SUPPLIED PASSAGE:
General Emmanuel Felix de Wimpffen arrived from Paris on August 31. MacMahon decided to replace de Failly, the disgraced commander of the V Corps, with Wimpffen. Wimpffen carried a letter of authorization with him from Montauban that authorized him to take charge of the army in case MacMahon became incapacitated. Because of tension between the two high-ranking officers, Wimpffen chose to keep the letter from Montauban secret.
Interpreting French redeployments as a sign that they were intending to withdraw northwest to Mezieres, Moltke put his forces in motion shortly after midnight. The Prussian Third Army under Crown Prince Friedrich Wilhelm of Prussia was on the move by 3 a.m. on September 1. By 7 a.m. it had crossed to the north bank of the Meuse River.
Prussian King Wilhelm was on hand, and he was accompanied by Moltke, Bismarck, and various foreign observers. One of those observers was U.S. Army Lt. Gen. Phillip Sheridan, who had asked U.S. President Ulysses S. Grant to send him to report on the events in the Franco-Prussian War.
The vanguard of General von der Tann’s I Bavarian Corps of the Third Army, cloaked in the dark of night and fog, crept toward Bazeilles at 4 a.m. Von der Tann hoped to capture the village by surprise. The French 3rd Marine Regiment defended the village. Its veteran troops had transformed the village into a fortress by barricading the streets and creating firing positions in the houses by making loopholes in the walls.
The leading Bavarian companies reached the main street of Bazeilles before French pickets opened fire. As the firefight heated up, commanders on both sides fed more troops into Bazeilles. The Bavarians established a foothold in the northern edge of the village but their attack temporarily stalled when they encountered the French Marines in a strong position in the two-story, elongated structure known as the Villa Beurmann.

WHAT YOU WILL DO:
Copy the passage about the fighting at Bazeilles, starting with "The leading Bavarian" and going on through "the Villa Beurmann.", and swap "Villa Beurmann" for "Beurmann house". The material that follows comes from a different source than the passage about the fighting at Bazeilles.

DATASET CONTENT:
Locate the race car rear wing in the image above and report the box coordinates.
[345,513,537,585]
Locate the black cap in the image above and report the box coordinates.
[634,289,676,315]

OUTPUT FOR THIS TASK:
The leading Bavarian companies reached the main street of Bazeilles before French pickets opened fire. As the firefight heated up, commanders on both sides fed more troops into Bazeilles. The Bavarians established a foothold in the northern edge of the village but their attack temporarily stalled when they encountered the French Marines in a strong position in the two-story, elongated structure known as the Beurmann house.